Problem to work on:
Please answer from the passage on skin bacteria: what share of eczema patients have Staphylococcus aureus colonizing their affected skin?

Page excerpt:

Bacteria on the Skin
Healthy skin hosts a diverse community of microorganisms that help regulate immune responses and keep harmful bacteria in check. In eczema, this community collapses. The diversity of skin bacteria drops, and one species dominates: Staphylococcus aureus. This bacterium lives harmlessly on the skin of 10 to 20% of healthy people, but it colonizes the affected skin of nearly 90% of eczema patients.
During flare-ups, S. aureus populations surge. The bacteria produce toxins that damage skin cells and trigger the release of inflammatory signals, which in turn activate mast cells (the same immune cells involved in allergic reactions). One toxin in particular directly stimulates the nerve endings responsible for itch, which helps explain the relentless scratching cycle that worsens eczema. The more a person scratches, the more the barrier breaks down, and the more bacteria flood in. Whether the bacterial overgrowth causes flare-ups or simply exploits an already weakened barrier is still being untangled, but the two clearly reinforce each other.

Information shown:
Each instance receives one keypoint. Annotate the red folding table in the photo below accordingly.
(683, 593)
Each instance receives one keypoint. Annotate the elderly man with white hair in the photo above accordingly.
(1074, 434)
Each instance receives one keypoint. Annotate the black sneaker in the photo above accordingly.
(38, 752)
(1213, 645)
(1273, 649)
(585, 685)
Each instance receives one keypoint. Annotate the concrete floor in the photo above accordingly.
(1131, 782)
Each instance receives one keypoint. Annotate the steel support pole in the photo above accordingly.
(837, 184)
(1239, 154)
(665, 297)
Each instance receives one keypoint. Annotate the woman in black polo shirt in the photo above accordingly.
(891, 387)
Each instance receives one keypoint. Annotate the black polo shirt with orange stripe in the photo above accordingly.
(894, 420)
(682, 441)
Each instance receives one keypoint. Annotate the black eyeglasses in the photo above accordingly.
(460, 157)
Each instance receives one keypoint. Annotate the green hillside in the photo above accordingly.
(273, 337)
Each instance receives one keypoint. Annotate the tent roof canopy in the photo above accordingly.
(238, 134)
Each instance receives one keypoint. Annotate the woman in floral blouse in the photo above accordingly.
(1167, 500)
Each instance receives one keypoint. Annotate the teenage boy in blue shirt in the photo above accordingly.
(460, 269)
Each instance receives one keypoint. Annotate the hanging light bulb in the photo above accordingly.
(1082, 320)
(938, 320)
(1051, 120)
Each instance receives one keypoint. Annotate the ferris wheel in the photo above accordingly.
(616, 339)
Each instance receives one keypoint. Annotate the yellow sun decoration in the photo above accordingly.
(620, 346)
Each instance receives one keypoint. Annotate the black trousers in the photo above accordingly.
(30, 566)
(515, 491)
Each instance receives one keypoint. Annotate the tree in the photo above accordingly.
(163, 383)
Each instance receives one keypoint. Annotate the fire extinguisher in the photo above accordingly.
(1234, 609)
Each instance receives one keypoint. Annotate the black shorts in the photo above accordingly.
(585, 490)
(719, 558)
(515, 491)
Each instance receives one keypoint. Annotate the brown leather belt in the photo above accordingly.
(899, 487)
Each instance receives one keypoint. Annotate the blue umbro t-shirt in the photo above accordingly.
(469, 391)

Answer section:
Nearly 90%.